:: SUPPLIED RECORDS ::
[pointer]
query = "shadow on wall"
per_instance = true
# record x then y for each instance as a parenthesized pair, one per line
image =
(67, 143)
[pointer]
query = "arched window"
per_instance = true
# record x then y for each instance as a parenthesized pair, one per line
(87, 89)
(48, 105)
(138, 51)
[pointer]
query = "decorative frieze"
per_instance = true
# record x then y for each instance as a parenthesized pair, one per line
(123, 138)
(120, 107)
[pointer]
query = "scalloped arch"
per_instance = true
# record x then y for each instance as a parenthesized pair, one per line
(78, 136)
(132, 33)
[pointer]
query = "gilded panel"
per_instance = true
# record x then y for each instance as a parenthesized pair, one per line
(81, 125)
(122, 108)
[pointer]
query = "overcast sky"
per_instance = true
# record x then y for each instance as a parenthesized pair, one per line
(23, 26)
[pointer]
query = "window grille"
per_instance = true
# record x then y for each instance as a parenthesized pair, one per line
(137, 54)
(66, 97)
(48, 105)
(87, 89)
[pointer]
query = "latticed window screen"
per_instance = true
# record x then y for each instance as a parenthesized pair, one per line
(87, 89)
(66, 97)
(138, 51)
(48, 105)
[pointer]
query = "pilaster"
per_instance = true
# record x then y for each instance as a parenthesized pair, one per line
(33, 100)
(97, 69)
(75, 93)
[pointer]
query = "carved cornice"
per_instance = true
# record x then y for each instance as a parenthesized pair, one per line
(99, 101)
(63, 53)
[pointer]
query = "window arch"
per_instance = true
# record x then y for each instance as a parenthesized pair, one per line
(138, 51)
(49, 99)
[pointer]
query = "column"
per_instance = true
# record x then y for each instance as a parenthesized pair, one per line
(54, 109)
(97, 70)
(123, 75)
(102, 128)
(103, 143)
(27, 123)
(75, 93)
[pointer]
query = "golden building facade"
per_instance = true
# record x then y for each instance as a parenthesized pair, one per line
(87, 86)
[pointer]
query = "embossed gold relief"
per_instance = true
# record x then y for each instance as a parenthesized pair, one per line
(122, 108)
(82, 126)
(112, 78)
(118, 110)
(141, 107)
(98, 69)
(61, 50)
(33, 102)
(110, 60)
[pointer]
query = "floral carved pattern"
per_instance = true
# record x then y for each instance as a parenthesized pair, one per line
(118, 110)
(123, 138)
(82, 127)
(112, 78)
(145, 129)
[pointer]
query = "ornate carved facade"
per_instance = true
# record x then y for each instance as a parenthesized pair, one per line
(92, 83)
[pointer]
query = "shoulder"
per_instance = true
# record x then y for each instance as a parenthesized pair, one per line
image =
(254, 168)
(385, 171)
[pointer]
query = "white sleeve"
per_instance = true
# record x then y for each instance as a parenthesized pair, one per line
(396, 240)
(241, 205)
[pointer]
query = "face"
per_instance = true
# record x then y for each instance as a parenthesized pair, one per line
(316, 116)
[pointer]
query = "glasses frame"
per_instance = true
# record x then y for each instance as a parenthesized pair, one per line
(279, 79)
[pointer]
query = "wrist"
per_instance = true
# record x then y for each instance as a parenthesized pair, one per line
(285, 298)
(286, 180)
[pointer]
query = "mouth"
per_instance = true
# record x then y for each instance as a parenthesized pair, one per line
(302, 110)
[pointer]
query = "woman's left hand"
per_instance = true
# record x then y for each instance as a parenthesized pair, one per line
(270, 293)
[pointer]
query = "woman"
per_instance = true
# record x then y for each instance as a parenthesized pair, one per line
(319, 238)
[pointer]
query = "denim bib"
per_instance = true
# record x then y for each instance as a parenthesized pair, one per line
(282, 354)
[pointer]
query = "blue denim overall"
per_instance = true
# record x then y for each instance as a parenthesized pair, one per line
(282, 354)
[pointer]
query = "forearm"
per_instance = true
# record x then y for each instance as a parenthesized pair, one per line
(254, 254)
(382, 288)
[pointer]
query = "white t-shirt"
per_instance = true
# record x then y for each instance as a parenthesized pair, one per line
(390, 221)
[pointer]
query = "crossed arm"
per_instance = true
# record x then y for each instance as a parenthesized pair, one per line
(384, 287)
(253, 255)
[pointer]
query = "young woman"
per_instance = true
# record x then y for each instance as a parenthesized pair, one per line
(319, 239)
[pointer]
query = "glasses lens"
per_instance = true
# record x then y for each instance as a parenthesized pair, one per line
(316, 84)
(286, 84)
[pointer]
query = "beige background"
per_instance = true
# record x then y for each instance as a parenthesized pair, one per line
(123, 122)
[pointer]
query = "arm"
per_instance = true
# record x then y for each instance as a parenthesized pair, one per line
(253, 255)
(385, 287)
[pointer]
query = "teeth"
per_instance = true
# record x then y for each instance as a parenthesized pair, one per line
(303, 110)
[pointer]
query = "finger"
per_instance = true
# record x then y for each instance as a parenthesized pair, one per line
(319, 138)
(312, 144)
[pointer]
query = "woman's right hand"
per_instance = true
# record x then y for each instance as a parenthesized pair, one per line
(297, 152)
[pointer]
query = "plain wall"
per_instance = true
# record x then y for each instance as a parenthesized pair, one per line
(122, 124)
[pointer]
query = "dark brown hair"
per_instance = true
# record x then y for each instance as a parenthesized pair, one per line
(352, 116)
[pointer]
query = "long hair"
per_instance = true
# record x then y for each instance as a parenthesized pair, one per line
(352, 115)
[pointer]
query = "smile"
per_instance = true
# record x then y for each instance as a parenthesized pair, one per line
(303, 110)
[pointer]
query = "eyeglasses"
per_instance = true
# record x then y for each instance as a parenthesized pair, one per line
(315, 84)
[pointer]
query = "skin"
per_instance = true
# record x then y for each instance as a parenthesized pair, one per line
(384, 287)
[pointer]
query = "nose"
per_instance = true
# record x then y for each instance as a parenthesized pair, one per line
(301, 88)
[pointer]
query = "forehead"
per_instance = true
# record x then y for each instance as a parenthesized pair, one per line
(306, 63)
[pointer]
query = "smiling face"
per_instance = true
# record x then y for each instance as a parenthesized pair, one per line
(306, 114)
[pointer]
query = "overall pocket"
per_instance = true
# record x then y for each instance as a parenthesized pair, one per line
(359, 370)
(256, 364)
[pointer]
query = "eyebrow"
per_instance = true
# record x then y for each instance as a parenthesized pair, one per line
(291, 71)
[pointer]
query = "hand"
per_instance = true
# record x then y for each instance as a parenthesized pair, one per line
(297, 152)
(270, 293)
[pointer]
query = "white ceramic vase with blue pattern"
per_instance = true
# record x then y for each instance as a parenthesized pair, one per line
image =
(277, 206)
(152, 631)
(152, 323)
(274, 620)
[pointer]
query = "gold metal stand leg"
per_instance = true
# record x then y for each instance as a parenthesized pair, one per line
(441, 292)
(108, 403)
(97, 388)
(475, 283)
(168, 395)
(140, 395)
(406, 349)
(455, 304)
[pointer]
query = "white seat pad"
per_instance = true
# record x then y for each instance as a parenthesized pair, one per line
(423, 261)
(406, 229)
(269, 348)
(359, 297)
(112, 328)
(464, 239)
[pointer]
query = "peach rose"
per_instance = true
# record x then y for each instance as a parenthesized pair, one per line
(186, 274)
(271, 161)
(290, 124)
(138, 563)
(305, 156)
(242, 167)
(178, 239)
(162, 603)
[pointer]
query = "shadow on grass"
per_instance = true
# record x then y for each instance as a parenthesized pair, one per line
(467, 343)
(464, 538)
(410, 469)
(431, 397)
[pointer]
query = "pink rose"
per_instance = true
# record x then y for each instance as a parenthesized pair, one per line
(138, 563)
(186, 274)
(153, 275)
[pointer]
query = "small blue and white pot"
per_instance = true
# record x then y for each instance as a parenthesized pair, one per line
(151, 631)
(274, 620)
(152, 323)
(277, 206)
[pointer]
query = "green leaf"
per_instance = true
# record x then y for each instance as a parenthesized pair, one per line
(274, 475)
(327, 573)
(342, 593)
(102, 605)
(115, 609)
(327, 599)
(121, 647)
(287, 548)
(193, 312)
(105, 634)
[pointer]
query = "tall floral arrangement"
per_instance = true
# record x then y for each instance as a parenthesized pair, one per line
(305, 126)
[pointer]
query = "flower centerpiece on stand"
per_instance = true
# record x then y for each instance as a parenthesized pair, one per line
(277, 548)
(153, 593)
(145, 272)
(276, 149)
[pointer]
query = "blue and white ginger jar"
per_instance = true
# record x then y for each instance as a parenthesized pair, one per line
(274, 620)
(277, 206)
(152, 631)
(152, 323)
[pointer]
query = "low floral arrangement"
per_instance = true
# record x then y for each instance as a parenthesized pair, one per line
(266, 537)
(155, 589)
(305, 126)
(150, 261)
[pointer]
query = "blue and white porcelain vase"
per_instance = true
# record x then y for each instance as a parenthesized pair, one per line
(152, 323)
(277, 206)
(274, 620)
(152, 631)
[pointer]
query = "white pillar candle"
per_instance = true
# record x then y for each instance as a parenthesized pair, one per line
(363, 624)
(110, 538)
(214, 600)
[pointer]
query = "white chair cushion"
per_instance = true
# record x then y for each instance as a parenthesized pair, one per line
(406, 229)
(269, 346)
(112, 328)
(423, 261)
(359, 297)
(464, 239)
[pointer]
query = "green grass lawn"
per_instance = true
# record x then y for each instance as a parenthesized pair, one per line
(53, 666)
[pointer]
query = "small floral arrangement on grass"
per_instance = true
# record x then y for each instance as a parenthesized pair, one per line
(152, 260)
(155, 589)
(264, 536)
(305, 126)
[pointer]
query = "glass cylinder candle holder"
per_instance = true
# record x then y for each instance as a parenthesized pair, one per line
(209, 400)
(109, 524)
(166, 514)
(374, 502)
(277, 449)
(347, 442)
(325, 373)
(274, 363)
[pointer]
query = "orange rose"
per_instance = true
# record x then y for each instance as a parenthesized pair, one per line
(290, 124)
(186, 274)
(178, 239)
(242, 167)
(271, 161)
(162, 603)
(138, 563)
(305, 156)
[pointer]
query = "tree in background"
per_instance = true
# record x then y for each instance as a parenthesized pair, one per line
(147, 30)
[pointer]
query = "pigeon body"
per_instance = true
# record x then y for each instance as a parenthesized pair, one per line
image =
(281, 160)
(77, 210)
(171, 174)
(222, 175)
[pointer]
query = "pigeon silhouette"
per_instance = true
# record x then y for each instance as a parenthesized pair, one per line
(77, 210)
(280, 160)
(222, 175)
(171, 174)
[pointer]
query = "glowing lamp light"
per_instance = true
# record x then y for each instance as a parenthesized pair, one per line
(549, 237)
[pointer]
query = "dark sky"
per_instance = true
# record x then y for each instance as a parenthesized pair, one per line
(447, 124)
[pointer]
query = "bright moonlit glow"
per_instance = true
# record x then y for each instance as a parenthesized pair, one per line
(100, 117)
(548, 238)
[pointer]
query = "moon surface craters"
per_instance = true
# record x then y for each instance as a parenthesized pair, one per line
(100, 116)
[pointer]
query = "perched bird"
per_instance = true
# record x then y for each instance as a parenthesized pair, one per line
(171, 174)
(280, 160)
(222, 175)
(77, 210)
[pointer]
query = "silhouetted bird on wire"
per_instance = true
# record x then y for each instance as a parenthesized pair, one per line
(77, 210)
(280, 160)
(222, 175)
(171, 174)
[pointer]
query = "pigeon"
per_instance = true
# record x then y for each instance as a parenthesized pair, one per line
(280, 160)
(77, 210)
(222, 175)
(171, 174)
:::
◆ TASK BRIEF
Filter the records above down to every line that contains the word "denim", copying each such line in full.

◆ ANSWER BELOW
query = "denim bib"
query = "blue denim overall"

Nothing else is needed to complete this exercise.